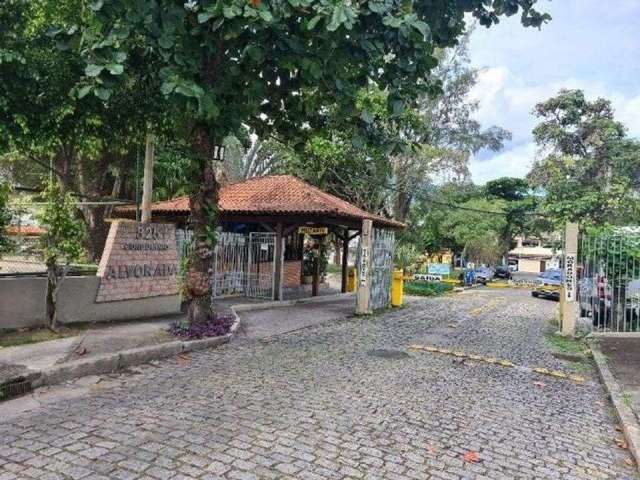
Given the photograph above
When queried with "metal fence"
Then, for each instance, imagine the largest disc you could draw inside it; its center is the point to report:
(244, 265)
(609, 279)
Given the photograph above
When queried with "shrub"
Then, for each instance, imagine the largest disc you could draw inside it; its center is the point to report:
(427, 289)
(215, 327)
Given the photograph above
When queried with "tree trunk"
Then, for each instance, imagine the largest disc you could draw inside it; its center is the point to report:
(203, 205)
(52, 294)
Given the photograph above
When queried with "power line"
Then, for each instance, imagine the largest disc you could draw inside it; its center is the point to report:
(426, 196)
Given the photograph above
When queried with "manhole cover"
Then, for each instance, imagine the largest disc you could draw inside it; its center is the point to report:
(390, 354)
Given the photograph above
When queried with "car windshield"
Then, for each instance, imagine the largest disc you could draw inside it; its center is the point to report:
(551, 275)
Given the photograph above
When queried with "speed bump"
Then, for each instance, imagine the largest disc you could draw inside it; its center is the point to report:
(497, 361)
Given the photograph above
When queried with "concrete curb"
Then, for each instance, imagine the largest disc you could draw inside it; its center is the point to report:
(630, 427)
(112, 362)
(247, 307)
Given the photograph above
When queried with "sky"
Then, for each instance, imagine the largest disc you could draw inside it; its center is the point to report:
(593, 45)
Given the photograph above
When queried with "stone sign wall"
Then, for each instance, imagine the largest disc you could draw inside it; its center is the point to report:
(139, 261)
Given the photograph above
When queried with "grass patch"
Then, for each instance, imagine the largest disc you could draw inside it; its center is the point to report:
(580, 368)
(565, 344)
(12, 338)
(425, 289)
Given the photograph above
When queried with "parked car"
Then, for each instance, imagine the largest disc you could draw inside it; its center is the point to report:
(503, 272)
(548, 285)
(596, 299)
(483, 275)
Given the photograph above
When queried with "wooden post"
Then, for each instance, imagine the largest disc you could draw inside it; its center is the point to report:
(363, 303)
(277, 272)
(345, 260)
(147, 182)
(569, 307)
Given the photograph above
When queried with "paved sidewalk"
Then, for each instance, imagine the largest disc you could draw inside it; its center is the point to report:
(340, 400)
(623, 358)
(101, 339)
(262, 323)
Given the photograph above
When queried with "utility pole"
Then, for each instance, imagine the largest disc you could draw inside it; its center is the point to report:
(147, 182)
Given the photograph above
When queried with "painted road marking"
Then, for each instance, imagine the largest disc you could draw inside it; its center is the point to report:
(498, 361)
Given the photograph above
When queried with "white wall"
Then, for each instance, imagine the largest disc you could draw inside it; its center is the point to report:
(22, 303)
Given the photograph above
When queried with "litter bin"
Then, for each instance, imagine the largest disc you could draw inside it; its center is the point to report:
(397, 287)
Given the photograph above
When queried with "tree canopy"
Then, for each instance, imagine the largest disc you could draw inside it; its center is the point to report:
(589, 171)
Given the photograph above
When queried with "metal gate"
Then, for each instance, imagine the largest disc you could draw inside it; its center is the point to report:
(261, 265)
(244, 265)
(382, 246)
(609, 279)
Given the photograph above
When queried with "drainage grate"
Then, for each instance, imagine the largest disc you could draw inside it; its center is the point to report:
(389, 354)
(14, 388)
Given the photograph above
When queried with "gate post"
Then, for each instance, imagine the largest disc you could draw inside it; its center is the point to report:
(278, 263)
(363, 294)
(569, 308)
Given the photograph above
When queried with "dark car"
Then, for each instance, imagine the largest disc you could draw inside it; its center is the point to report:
(548, 285)
(502, 272)
(483, 275)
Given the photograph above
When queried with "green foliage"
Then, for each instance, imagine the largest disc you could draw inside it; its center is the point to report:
(63, 240)
(201, 56)
(6, 244)
(591, 170)
(427, 289)
(406, 256)
(173, 171)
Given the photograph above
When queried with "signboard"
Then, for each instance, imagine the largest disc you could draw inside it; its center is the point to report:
(439, 269)
(427, 277)
(363, 270)
(313, 230)
(570, 275)
(139, 261)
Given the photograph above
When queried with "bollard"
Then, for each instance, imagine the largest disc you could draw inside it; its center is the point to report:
(351, 280)
(397, 287)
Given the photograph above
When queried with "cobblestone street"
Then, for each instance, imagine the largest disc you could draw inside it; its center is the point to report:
(345, 399)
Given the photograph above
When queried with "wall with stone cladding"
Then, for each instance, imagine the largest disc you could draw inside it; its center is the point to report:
(139, 261)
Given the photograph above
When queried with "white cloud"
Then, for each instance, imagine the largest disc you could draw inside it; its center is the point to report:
(508, 100)
(515, 162)
(589, 45)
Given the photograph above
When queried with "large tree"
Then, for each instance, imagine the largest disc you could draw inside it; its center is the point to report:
(444, 132)
(45, 127)
(589, 170)
(270, 65)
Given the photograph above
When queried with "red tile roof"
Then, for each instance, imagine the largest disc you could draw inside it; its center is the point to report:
(275, 195)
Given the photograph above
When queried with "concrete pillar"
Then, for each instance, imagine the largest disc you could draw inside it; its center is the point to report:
(147, 181)
(569, 312)
(345, 260)
(279, 259)
(363, 304)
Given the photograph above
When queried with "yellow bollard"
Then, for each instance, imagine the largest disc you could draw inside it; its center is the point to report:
(397, 287)
(351, 280)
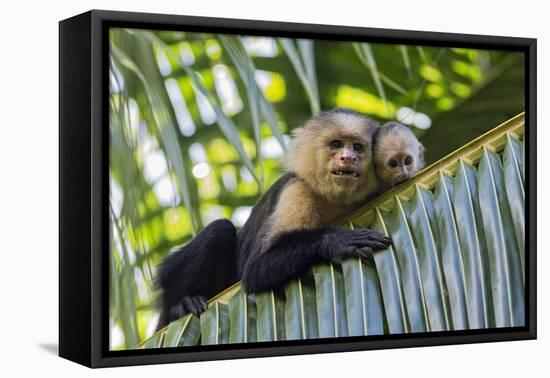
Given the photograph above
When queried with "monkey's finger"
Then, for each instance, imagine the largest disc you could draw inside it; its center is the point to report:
(369, 243)
(372, 239)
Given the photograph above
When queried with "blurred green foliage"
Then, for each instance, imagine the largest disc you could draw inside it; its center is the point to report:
(199, 123)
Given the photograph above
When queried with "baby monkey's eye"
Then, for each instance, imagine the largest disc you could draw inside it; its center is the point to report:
(336, 144)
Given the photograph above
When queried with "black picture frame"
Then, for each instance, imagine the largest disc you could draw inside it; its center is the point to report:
(84, 189)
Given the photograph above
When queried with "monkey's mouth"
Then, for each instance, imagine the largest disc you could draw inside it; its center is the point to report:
(346, 173)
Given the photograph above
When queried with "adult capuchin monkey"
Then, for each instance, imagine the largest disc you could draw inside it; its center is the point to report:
(397, 155)
(293, 226)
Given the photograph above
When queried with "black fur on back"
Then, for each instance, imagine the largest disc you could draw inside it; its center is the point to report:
(203, 267)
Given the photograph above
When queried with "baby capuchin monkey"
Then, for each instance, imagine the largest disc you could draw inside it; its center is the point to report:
(397, 155)
(293, 226)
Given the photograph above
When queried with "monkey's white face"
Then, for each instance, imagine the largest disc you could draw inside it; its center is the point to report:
(398, 168)
(343, 164)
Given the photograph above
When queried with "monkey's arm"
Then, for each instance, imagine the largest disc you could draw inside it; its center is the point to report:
(293, 240)
(293, 253)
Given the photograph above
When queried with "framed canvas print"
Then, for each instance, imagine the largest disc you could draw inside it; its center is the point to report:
(235, 188)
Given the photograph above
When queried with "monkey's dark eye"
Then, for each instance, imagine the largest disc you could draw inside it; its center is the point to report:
(358, 147)
(336, 144)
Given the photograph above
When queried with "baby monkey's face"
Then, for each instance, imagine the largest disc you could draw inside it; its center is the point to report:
(398, 155)
(398, 168)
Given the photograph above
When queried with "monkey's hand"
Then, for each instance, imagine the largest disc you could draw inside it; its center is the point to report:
(353, 243)
(195, 305)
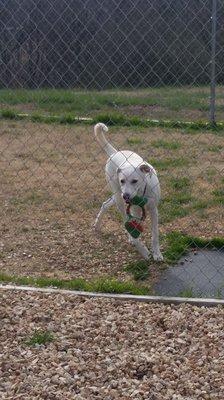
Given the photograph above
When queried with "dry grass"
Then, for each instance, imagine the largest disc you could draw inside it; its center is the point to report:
(52, 185)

########################################

Only the count belongs in your answer, so please work out how many lines of the data contain "post".

Output below: 2